▶ _Stated problem_
In the stretch from the line containing "Identify every dog's face." through the line containing "[137,255,477,635]", swap "Identify" for "Locate" and return only those lines with nothing else changed.

*** Task material

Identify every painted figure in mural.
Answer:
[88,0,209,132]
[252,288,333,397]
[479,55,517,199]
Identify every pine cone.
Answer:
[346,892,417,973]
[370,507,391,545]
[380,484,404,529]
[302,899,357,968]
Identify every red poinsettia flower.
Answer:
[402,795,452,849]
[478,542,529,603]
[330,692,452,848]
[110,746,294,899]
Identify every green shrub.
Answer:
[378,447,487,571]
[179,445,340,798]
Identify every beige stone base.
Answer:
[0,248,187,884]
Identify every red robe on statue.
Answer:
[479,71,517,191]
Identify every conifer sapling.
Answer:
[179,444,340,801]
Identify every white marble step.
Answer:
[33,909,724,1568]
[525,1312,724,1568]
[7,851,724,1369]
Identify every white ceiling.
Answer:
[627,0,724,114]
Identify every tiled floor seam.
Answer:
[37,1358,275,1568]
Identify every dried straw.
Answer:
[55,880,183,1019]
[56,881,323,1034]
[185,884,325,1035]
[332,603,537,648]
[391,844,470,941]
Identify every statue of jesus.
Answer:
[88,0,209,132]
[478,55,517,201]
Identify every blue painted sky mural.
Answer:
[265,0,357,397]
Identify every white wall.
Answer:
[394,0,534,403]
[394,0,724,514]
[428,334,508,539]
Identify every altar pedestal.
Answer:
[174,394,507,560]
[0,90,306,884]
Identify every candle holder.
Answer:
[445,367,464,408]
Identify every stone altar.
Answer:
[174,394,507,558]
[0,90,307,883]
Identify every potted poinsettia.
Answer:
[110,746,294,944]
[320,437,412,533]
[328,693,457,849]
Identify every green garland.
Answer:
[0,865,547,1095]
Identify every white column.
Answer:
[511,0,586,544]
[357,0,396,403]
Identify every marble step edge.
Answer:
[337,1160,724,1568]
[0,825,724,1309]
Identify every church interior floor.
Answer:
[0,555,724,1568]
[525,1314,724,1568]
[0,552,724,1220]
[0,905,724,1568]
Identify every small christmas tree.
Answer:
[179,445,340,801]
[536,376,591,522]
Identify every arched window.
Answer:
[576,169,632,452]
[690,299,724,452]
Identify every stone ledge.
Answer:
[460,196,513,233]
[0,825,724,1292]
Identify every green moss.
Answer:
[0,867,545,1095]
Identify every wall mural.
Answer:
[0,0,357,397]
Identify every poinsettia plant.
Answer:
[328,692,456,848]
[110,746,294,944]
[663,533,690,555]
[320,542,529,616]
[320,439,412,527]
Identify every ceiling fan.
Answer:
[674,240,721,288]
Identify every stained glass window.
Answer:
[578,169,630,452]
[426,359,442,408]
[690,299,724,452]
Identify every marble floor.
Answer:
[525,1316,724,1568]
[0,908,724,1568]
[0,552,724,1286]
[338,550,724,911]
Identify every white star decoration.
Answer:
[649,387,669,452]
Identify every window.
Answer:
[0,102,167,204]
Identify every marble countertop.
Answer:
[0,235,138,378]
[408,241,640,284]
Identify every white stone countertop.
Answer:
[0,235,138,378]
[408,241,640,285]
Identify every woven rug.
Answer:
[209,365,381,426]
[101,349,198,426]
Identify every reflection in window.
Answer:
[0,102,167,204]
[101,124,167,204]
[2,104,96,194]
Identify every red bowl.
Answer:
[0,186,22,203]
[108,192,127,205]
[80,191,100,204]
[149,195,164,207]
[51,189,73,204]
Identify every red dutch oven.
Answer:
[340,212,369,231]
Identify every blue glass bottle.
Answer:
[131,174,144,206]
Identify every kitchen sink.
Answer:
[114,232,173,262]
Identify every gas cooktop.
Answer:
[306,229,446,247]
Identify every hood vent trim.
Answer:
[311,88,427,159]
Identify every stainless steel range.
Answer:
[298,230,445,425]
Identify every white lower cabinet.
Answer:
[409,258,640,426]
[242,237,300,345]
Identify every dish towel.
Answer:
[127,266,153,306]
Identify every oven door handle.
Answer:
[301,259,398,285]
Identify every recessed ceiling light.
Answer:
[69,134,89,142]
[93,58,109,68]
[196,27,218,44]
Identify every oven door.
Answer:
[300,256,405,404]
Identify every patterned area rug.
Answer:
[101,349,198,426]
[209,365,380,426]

******
*** Task material

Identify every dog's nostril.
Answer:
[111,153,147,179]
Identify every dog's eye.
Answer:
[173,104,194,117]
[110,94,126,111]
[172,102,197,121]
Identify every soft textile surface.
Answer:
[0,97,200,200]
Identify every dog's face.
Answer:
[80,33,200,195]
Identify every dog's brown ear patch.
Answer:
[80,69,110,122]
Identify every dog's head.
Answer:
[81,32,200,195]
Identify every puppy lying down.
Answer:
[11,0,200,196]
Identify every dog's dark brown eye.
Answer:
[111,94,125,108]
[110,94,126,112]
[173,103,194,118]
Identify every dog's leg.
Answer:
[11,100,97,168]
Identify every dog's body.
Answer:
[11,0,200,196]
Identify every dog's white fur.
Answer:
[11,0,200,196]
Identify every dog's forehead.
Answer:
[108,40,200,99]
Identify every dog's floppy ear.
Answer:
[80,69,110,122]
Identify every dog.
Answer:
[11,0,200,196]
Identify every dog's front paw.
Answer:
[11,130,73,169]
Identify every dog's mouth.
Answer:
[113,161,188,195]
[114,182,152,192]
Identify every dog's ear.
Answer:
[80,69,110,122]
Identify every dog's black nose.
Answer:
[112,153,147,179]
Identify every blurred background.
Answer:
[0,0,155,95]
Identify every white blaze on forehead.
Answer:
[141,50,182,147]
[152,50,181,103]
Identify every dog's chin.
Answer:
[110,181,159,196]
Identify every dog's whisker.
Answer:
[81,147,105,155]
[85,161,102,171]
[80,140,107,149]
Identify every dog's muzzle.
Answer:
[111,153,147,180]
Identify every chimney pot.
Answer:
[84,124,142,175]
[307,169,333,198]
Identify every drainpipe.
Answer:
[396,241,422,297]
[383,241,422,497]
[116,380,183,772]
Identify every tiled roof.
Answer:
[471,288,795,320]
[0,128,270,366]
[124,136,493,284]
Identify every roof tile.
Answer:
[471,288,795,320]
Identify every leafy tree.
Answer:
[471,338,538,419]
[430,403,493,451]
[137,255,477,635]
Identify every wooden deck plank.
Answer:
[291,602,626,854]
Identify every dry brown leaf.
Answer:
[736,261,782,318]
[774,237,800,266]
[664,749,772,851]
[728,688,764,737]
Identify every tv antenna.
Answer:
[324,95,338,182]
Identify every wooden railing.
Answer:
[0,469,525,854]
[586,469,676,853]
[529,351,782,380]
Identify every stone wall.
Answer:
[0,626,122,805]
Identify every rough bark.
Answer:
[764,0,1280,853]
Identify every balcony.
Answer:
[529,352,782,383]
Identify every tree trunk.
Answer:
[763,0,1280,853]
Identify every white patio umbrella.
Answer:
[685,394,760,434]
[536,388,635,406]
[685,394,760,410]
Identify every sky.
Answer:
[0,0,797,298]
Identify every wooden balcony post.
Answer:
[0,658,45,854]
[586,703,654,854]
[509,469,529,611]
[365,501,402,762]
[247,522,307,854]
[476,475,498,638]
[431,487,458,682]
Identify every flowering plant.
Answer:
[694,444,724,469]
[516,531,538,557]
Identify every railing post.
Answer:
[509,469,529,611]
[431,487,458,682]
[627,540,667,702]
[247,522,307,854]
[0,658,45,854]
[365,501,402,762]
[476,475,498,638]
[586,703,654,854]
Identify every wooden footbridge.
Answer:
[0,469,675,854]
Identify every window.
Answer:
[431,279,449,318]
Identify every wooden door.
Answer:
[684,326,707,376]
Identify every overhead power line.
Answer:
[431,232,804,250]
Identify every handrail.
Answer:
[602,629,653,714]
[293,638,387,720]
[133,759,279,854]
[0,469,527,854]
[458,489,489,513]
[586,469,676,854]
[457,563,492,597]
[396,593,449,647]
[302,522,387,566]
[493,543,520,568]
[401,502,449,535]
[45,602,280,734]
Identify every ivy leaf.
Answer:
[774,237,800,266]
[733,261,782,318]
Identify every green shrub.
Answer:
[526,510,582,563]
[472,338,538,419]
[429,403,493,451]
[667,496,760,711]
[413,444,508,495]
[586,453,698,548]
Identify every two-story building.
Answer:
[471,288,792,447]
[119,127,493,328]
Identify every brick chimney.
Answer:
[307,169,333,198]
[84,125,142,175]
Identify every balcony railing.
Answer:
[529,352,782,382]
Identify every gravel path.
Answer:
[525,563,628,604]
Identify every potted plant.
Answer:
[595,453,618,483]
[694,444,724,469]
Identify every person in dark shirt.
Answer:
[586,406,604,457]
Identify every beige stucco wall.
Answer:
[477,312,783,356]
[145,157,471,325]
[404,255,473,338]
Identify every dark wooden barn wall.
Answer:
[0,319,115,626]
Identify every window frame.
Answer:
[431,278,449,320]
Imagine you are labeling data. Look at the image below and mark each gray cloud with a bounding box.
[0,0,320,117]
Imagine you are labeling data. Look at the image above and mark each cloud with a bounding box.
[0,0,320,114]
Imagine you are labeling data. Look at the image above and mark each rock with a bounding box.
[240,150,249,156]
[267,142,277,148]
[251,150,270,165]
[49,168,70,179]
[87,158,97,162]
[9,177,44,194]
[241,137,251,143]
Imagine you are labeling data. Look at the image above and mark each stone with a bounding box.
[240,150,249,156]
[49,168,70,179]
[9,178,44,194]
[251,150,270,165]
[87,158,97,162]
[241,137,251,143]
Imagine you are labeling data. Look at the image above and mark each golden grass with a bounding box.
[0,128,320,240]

******
*** Task material

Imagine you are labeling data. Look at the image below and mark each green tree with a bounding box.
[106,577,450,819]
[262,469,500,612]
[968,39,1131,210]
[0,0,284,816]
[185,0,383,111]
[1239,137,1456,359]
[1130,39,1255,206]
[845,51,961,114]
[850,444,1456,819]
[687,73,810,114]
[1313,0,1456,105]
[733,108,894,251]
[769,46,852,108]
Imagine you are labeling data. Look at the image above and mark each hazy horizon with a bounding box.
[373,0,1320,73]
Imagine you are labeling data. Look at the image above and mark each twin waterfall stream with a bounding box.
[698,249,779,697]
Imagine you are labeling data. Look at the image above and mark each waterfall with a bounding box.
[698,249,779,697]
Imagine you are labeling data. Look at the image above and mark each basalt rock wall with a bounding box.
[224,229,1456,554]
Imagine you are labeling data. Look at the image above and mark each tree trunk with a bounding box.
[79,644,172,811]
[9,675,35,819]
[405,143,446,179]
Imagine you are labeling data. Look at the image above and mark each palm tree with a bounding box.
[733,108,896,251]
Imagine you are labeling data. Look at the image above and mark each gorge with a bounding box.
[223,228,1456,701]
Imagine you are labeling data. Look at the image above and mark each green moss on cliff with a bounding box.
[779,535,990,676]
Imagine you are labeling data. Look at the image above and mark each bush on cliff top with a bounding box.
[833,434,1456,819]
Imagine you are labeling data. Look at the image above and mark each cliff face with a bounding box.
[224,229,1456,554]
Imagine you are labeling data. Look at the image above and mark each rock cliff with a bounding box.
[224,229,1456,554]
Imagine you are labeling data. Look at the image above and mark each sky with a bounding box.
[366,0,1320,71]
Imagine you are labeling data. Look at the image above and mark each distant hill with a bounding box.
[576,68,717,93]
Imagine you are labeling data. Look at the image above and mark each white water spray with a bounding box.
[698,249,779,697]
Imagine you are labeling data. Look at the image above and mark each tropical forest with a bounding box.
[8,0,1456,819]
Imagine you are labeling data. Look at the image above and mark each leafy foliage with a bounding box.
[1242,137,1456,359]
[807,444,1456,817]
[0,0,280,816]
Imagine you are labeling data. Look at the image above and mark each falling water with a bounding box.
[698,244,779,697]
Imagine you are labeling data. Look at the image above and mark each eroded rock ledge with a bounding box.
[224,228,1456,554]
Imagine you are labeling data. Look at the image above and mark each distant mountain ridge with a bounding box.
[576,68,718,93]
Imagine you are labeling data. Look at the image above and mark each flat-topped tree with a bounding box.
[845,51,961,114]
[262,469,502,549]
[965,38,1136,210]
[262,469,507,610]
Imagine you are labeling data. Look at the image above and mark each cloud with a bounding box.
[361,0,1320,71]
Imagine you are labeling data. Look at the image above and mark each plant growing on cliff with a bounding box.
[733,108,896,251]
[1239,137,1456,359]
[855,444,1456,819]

******

▶ _Completed task_
Locate every dog's face.
Answer:
[80,33,200,195]
Locate every dog's brown ear patch.
Answer:
[80,69,110,122]
Locate every dog's head.
Answer:
[81,32,200,195]
Locate every puppy lying down.
Answer:
[11,0,200,196]
Locate every dog's dark brown eye.
Answer:
[111,94,125,108]
[110,94,126,112]
[173,103,194,118]
Locate every dog's leg.
Answer:
[11,100,97,168]
Locate every dog's body.
Answer:
[11,0,200,196]
Locate every dog's white fur.
Answer:
[11,0,200,196]
Locate every dog's forehead.
Answer:
[108,40,200,99]
Locate every dog's floppy ear.
Answer:
[80,69,110,122]
Locate every dog.
Answer:
[11,0,200,196]
Locate every dog's front paw.
Answer:
[11,130,73,169]
Locate every dog's mouth.
Answer:
[113,161,188,195]
[114,182,152,192]
Locate every dog's ear.
Answer:
[80,69,110,122]
Locate every dog's black nose.
Answer:
[112,153,147,179]
Locate every blurred background.
Answer:
[0,0,155,95]
Locate every white blaze on forehead.
Answer:
[141,50,182,147]
[152,50,181,103]
Locate every dog's chin.
Answer:
[110,181,159,196]
Locate every dog's whisker.
Answer:
[81,147,105,155]
[85,161,102,171]
[80,140,107,149]
Locate every dog's muzzle.
Answer:
[111,153,147,180]
Locate every chimney pot.
Answer:
[84,124,142,175]
[307,169,333,198]
Locate every drainpipe.
Answer:
[396,241,422,297]
[383,241,422,497]
[116,380,183,772]
Locate every tiled roof.
Answer:
[471,288,795,320]
[0,128,270,366]
[124,136,493,284]
Locate every roof tile.
Answer:
[471,288,795,320]
Locate every leafy tree.
Answer:
[471,338,538,419]
[430,403,493,451]
[137,255,477,635]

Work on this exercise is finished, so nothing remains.